> Exercise brief: Present the lines below as a Markdown table with the columns "No." and "Line". Give each line its own row and omit blank lines.

Region annotation items
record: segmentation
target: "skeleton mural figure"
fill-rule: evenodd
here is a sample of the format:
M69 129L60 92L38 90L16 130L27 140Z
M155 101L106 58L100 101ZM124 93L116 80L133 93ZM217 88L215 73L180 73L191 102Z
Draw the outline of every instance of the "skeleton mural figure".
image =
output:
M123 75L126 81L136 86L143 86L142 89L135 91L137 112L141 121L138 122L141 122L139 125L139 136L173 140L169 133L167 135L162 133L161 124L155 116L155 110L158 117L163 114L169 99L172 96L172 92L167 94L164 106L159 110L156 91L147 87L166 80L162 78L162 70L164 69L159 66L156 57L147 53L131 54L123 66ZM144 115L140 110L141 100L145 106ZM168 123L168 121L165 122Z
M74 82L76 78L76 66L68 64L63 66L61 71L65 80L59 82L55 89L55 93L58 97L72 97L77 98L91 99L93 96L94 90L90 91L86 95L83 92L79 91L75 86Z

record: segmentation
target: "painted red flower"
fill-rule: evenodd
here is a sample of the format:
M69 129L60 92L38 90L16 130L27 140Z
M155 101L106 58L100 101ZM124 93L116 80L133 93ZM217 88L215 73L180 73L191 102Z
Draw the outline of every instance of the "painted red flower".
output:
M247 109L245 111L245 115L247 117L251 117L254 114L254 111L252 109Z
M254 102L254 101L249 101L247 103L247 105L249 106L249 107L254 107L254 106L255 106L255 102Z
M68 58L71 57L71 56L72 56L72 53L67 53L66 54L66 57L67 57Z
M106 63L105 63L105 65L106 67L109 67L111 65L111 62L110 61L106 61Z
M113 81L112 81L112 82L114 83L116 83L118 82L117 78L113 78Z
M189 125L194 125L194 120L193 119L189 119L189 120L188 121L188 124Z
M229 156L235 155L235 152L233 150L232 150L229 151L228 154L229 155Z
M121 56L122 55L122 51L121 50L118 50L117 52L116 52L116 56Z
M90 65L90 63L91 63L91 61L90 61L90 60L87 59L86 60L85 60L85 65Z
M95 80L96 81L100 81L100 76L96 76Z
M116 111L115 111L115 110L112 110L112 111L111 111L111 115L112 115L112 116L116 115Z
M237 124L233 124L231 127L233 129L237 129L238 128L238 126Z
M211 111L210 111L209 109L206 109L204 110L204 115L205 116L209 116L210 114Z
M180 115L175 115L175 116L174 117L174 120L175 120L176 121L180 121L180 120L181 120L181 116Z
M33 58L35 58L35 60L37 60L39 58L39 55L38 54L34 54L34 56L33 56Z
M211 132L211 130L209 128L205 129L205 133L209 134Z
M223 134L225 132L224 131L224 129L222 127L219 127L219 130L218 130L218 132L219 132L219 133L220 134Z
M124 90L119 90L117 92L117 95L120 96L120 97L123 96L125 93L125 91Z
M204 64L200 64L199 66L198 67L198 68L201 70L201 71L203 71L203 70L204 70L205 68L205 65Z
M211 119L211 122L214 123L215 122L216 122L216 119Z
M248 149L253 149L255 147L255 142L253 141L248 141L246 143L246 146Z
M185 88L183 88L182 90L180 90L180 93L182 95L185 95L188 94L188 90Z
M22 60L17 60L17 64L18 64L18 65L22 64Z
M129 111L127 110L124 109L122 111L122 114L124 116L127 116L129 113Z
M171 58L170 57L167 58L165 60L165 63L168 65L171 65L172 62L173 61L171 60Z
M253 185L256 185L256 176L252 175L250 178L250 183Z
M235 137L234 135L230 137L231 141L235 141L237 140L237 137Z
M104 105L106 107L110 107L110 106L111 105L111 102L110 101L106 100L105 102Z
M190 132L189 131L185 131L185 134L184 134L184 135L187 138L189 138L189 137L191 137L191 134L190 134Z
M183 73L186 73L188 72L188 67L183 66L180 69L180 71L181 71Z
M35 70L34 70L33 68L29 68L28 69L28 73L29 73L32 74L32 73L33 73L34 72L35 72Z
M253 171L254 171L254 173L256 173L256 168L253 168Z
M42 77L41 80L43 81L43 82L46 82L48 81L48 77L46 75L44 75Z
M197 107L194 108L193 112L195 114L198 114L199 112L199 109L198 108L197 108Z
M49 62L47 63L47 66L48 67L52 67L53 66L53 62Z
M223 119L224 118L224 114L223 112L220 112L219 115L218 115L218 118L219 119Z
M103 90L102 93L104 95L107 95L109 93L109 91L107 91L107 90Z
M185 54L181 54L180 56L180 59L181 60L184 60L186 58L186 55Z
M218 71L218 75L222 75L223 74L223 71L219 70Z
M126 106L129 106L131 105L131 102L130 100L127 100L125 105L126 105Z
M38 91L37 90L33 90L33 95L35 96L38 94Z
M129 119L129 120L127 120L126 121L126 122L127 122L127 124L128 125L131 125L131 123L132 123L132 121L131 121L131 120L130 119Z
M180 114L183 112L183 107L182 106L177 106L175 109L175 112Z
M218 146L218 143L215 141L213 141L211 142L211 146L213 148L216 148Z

> Result below:
| No. | Line |
|---|---|
| 1 | record: segmentation |
| 2 | target: "skeleton mural figure" |
| 3 | fill-rule: evenodd |
| 4 | here is a sample of the format: |
| 5 | M69 129L60 92L38 90L16 130L27 140Z |
| 6 | M155 101L106 58L100 101ZM124 93L116 80L133 93ZM217 88L215 73L180 73L191 102Z |
| 7 | Draw the outline of every instance of the "skeleton mural figure". |
| 8 | image = |
| 9 | output: |
| 10 | M123 75L126 81L136 86L143 86L142 89L135 91L137 112L141 121L138 122L141 122L139 125L139 136L173 140L169 133L167 135L162 133L161 124L155 116L155 110L158 117L163 114L169 99L172 96L172 92L167 94L164 106L159 110L156 91L147 87L166 80L162 78L162 70L164 69L159 66L156 57L147 53L131 54L123 66ZM144 115L140 110L141 100L145 106ZM168 123L168 121L165 122Z |
| 11 | M74 82L76 78L76 66L68 64L63 66L61 71L65 80L59 82L55 89L55 93L58 97L72 97L77 98L91 99L93 96L94 90L90 91L86 95L83 92L79 91L75 86Z |
| 12 | record: segmentation |
| 13 | target: "painted red flower" |
| 14 | fill-rule: evenodd |
| 15 | here is a sample of the format: |
| 16 | M69 129L60 92L38 90L16 130L27 140Z |
| 17 | M155 101L106 58L100 101ZM124 93L116 80L133 93ZM217 88L215 73L180 73L191 102Z |
| 18 | Draw the outline of every instance of the "painted red flower". |
| 19 | output: |
| 20 | M247 109L245 111L245 115L247 117L251 117L254 114L254 111L252 109Z |
| 21 | M254 102L254 101L249 101L247 103L247 105L249 106L249 107L254 107L254 106L255 106L255 102Z |
| 22 | M68 58L71 57L71 56L72 56L72 53L67 53L66 54L66 57L67 57Z |
| 23 | M106 63L105 63L105 65L106 67L109 67L111 65L111 62L110 61L106 61Z |
| 24 | M113 81L112 81L112 82L114 83L116 83L118 82L117 78L113 78Z |
| 25 | M189 125L194 125L194 120L193 119L189 119L189 120L188 121L188 124Z |
| 26 | M229 156L235 155L235 152L233 150L232 150L229 151L228 154L229 155Z |
| 27 | M121 56L122 55L122 51L121 50L118 50L117 52L116 52L116 56Z |
| 28 | M90 65L90 63L91 63L91 61L90 61L90 60L87 59L86 60L85 60L85 65Z |
| 29 | M95 80L96 81L100 81L100 76L96 76Z |
| 30 | M116 111L115 111L115 110L112 110L112 111L111 111L111 115L112 115L112 116L116 115Z |
| 31 | M237 124L233 124L231 127L233 129L237 129L238 128L238 126Z |
| 32 | M211 111L210 111L209 109L206 109L204 110L204 115L205 116L209 116L210 114Z |
| 33 | M180 115L175 115L175 116L174 117L174 120L175 120L176 121L180 121L180 120L181 120L181 116Z |
| 34 | M33 58L35 58L35 60L37 60L39 58L39 55L38 54L34 54L34 56L33 56Z |
| 35 | M211 132L211 130L209 128L205 129L205 133L209 134Z |
| 36 | M223 134L225 132L224 131L224 129L222 127L219 127L219 130L218 130L218 132L219 132L219 133L220 134Z |
| 37 | M124 90L119 90L117 92L117 95L120 96L120 97L123 96L125 93L125 91Z |
| 38 | M204 64L200 64L199 66L198 67L198 68L201 70L201 71L203 71L203 70L204 70L205 68L205 65Z |
| 39 | M211 119L211 122L214 123L215 122L216 122L216 119Z |
| 40 | M248 149L253 149L255 147L255 142L253 141L248 141L246 143L246 146Z |
| 41 | M185 88L183 88L182 90L180 90L180 93L182 95L185 95L188 94L188 90Z |
| 42 | M22 60L17 60L17 64L18 64L18 65L22 64Z |
| 43 | M129 111L127 110L124 109L122 111L122 114L124 116L127 116L129 113Z |
| 44 | M171 58L170 57L167 58L165 60L165 63L168 65L171 65L172 62L173 61L171 60Z |
| 45 | M253 185L256 185L256 176L252 175L250 178L250 183Z |
| 46 | M235 137L234 135L230 137L231 141L235 141L237 140L237 137Z |
| 47 | M104 105L106 107L110 107L110 106L111 105L111 102L110 101L106 100L105 102Z |
| 48 | M190 132L189 131L185 131L185 134L184 134L184 135L187 138L189 138L189 137L191 137L191 134L190 134Z |
| 49 | M183 73L186 73L188 72L188 67L183 66L180 69L180 71L181 71Z |
| 50 | M35 70L34 70L33 68L29 68L28 69L28 73L29 73L32 74L32 73L33 73L34 72L35 72Z |
| 51 | M253 171L254 171L254 173L256 173L256 168L253 168Z |
| 52 | M42 77L41 80L43 81L43 82L46 82L48 81L48 77L46 75L44 75Z |
| 53 | M197 107L194 108L193 112L195 114L198 114L199 112L199 109L198 108L197 108Z |
| 54 | M49 62L47 63L47 66L48 67L52 67L53 66L53 62Z |
| 55 | M223 119L224 118L224 114L223 112L220 112L219 115L218 115L218 118L219 119Z |
| 56 | M103 90L102 93L104 95L107 95L109 93L109 91L107 91L107 90Z |
| 57 | M185 54L181 54L180 56L180 59L181 60L184 60L186 58L186 55Z |
| 58 | M218 71L218 75L222 75L223 74L223 71L219 70Z |
| 59 | M126 106L129 106L131 105L131 102L130 100L127 100L125 105L126 105Z |
| 60 | M38 91L37 90L33 90L33 95L35 96L38 94Z |
| 61 | M129 119L129 120L127 120L126 121L126 122L127 122L127 124L128 125L131 125L131 123L132 123L132 121L131 121L131 120L130 119Z |
| 62 | M180 114L183 112L183 107L182 106L177 106L175 109L175 112Z |
| 63 | M218 146L218 143L215 141L213 141L211 142L211 146L213 148L216 148Z |